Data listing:
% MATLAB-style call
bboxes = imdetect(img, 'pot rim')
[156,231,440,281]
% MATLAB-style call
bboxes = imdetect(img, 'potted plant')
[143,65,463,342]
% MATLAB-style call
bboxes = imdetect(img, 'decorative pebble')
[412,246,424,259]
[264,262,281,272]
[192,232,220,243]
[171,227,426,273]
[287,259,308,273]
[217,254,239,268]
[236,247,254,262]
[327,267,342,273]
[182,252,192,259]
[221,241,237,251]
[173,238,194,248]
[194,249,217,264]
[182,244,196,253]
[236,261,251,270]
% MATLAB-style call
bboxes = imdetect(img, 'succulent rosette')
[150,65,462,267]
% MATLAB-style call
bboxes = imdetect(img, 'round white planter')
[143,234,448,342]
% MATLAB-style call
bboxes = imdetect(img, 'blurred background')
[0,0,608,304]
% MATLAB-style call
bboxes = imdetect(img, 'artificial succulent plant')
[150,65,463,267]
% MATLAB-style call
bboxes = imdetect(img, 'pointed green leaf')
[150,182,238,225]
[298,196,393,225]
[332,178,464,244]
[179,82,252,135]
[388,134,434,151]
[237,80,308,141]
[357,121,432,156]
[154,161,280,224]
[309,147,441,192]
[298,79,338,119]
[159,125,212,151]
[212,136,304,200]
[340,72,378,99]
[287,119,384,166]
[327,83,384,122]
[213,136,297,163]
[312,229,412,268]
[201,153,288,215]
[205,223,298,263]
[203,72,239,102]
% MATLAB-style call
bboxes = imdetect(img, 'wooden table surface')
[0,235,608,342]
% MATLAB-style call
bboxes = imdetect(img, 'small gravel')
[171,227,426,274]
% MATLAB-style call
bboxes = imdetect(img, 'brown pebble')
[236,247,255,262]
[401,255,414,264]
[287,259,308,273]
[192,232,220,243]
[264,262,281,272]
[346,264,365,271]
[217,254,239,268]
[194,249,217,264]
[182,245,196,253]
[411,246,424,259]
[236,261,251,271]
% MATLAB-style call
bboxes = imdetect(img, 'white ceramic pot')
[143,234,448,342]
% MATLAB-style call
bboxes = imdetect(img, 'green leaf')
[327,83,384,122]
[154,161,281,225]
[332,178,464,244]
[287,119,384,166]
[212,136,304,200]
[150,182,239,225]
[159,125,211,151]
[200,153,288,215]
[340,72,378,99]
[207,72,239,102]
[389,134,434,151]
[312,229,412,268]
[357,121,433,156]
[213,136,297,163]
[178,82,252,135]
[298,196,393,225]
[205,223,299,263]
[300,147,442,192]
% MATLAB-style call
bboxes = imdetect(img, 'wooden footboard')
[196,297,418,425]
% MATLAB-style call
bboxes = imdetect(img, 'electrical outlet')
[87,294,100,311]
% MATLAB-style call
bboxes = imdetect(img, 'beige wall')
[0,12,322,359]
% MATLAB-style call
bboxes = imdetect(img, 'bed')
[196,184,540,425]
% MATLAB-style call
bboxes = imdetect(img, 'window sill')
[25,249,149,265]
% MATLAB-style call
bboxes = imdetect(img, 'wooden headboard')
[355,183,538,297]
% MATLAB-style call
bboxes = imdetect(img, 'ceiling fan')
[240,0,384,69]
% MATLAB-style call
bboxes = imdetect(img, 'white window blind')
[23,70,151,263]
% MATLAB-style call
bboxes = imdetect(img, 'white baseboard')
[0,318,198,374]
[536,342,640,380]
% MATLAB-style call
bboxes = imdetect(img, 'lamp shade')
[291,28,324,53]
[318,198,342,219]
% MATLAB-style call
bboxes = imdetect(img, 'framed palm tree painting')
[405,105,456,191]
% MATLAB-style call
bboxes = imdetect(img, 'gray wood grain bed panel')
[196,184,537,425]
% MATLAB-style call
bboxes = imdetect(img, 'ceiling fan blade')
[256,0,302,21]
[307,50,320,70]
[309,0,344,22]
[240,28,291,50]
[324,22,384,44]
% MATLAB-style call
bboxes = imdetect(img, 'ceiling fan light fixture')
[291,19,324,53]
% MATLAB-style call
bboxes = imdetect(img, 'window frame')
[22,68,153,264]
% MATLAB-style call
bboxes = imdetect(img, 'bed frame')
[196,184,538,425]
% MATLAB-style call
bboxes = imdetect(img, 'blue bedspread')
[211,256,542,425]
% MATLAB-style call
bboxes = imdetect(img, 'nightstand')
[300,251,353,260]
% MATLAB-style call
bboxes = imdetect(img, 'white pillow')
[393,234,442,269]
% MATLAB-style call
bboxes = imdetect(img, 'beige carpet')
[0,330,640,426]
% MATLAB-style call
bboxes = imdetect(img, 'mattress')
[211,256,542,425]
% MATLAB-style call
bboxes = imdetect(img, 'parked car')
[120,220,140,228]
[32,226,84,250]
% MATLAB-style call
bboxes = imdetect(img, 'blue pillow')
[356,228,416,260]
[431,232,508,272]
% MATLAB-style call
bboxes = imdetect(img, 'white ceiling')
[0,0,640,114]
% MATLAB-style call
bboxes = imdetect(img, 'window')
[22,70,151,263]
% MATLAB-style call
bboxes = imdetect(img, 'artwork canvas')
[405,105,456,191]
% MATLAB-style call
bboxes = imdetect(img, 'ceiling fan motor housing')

** Exercise instructions **
Pull out every line of the records above that contains the string "wooden". Matching is case-sensitive.

** Solved problem **
bboxes = imdetect(img, 'wooden table surface')
bboxes = imdetect(img, 'wooden footboard')
bboxes = imdetect(img, 'wooden headboard')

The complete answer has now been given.